>> Start

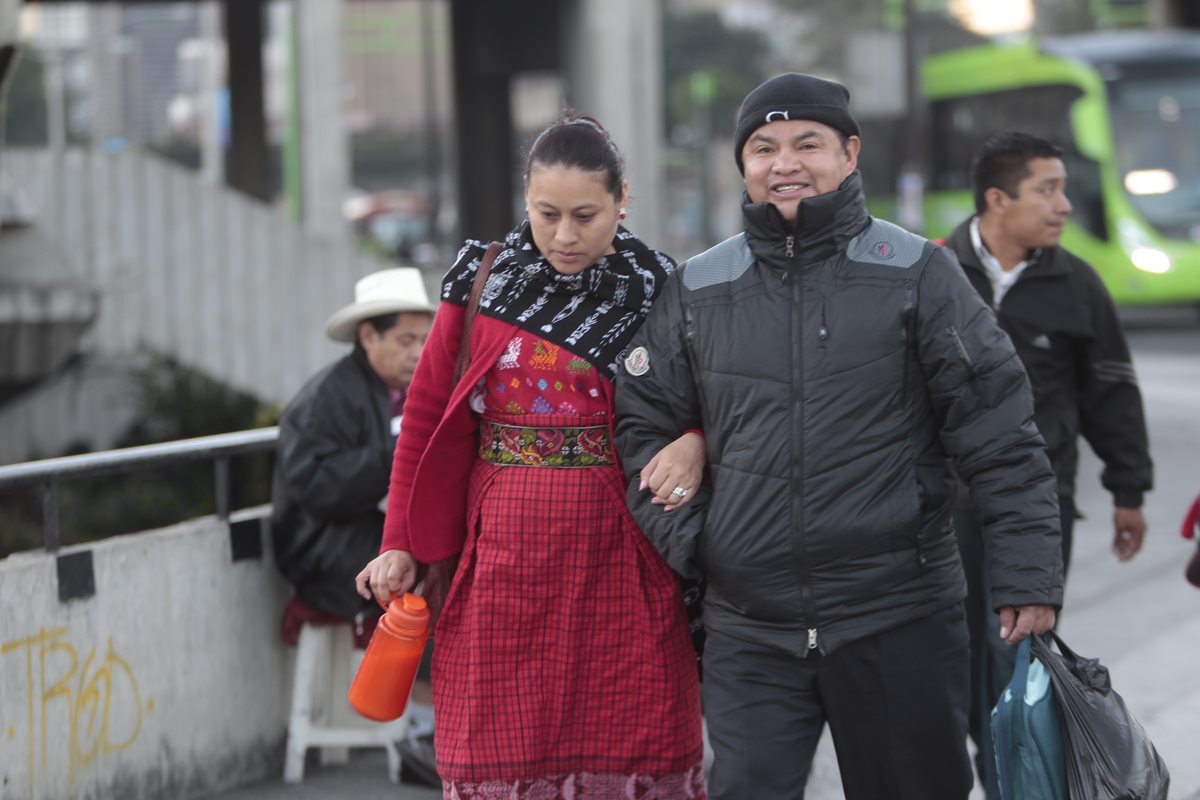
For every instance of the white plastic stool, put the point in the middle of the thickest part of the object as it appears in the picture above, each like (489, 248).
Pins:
(310, 722)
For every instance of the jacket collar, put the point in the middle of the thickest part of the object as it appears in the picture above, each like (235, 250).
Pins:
(823, 226)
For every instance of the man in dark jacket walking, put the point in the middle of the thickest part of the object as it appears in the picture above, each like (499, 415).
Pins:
(833, 361)
(336, 443)
(1065, 328)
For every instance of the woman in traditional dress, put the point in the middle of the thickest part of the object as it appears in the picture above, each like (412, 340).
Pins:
(563, 665)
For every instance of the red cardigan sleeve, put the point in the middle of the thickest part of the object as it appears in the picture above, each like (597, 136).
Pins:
(429, 396)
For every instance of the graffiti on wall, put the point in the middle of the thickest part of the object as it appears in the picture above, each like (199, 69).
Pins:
(79, 705)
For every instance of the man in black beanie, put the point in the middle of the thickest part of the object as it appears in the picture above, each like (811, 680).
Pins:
(835, 362)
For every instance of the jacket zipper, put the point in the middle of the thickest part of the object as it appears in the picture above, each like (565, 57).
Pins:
(963, 352)
(798, 440)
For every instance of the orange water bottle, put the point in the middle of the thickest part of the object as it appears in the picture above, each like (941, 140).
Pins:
(385, 677)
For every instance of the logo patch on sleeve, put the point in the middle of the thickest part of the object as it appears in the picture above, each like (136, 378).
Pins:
(637, 362)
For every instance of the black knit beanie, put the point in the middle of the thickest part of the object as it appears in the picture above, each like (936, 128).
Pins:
(793, 96)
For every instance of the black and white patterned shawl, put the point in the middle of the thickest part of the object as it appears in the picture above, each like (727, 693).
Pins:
(594, 313)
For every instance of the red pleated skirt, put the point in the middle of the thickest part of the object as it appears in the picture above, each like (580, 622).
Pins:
(563, 666)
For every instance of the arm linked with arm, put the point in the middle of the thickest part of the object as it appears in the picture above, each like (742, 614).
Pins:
(652, 410)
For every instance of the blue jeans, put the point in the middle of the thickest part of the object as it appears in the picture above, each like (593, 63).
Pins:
(991, 659)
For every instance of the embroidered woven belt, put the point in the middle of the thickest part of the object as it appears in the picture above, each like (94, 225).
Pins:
(563, 447)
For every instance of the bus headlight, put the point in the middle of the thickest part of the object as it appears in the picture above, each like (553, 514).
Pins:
(1141, 248)
(1151, 259)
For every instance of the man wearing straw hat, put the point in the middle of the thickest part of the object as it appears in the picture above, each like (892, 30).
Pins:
(335, 450)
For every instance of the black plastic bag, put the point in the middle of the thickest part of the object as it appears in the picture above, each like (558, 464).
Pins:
(1109, 756)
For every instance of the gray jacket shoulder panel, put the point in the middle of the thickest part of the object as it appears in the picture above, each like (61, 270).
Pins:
(721, 263)
(886, 245)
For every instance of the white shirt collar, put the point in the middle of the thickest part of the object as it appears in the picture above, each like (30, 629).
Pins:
(1001, 278)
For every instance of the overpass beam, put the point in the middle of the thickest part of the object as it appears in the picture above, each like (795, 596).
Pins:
(615, 72)
(246, 161)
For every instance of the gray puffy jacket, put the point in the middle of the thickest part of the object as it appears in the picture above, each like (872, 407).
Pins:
(834, 365)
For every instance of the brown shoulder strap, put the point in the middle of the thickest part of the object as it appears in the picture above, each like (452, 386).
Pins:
(477, 290)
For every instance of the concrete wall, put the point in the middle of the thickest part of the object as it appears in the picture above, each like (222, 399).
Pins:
(226, 284)
(171, 681)
(203, 272)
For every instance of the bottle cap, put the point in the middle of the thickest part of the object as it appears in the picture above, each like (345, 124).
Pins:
(412, 602)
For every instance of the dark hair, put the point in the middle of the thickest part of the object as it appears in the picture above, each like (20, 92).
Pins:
(384, 323)
(1003, 162)
(579, 142)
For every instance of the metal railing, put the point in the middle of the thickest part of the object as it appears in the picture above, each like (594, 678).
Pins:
(49, 471)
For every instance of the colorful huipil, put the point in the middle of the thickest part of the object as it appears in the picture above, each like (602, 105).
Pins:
(563, 666)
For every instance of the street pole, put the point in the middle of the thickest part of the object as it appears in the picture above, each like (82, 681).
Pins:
(432, 145)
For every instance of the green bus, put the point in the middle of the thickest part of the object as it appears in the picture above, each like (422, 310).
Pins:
(1125, 106)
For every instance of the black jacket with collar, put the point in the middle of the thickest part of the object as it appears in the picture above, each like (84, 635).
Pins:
(833, 365)
(333, 467)
(1066, 330)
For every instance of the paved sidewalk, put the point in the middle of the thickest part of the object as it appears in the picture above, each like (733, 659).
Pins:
(365, 777)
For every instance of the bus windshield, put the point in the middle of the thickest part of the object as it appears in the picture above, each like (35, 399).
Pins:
(1156, 130)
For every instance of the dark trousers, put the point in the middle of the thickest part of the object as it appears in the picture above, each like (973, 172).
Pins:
(895, 703)
(991, 659)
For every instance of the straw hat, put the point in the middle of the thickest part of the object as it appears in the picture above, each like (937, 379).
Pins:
(387, 292)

>> End

• _GIVEN TASK_
Rewrite the material from the line with "For every instance of the black jacket" up to and including its last line, keeping every line, and offset each pin coordinate by adding 9 to both of its numbers.

• _RESPONSE_
For every instance of the black jacket with collar, put the point in the middle of the thickest part of the object as it appears in the picture above, each like (84, 635).
Pins:
(842, 374)
(342, 476)
(1075, 339)
For every instance of the paved sidewalk, put the point in the middle of the thickest part of the object as it appears in the picture above, each like (733, 659).
Pins:
(374, 786)
For every instance of the bus windshield, put the point in the middle of the thickest part of the object as it appears in the picture above, each like (35, 399).
Pins:
(1165, 139)
For every instance of the dark trousers, put the point in the middle of the thickest part of the object as it appears in the picture above, each like (973, 172).
Pins:
(904, 712)
(1000, 668)
For every instance of the straw hat, put the point in the middle of the thickest part of the object as it appears in the picture above, each like (937, 379).
Pins:
(396, 301)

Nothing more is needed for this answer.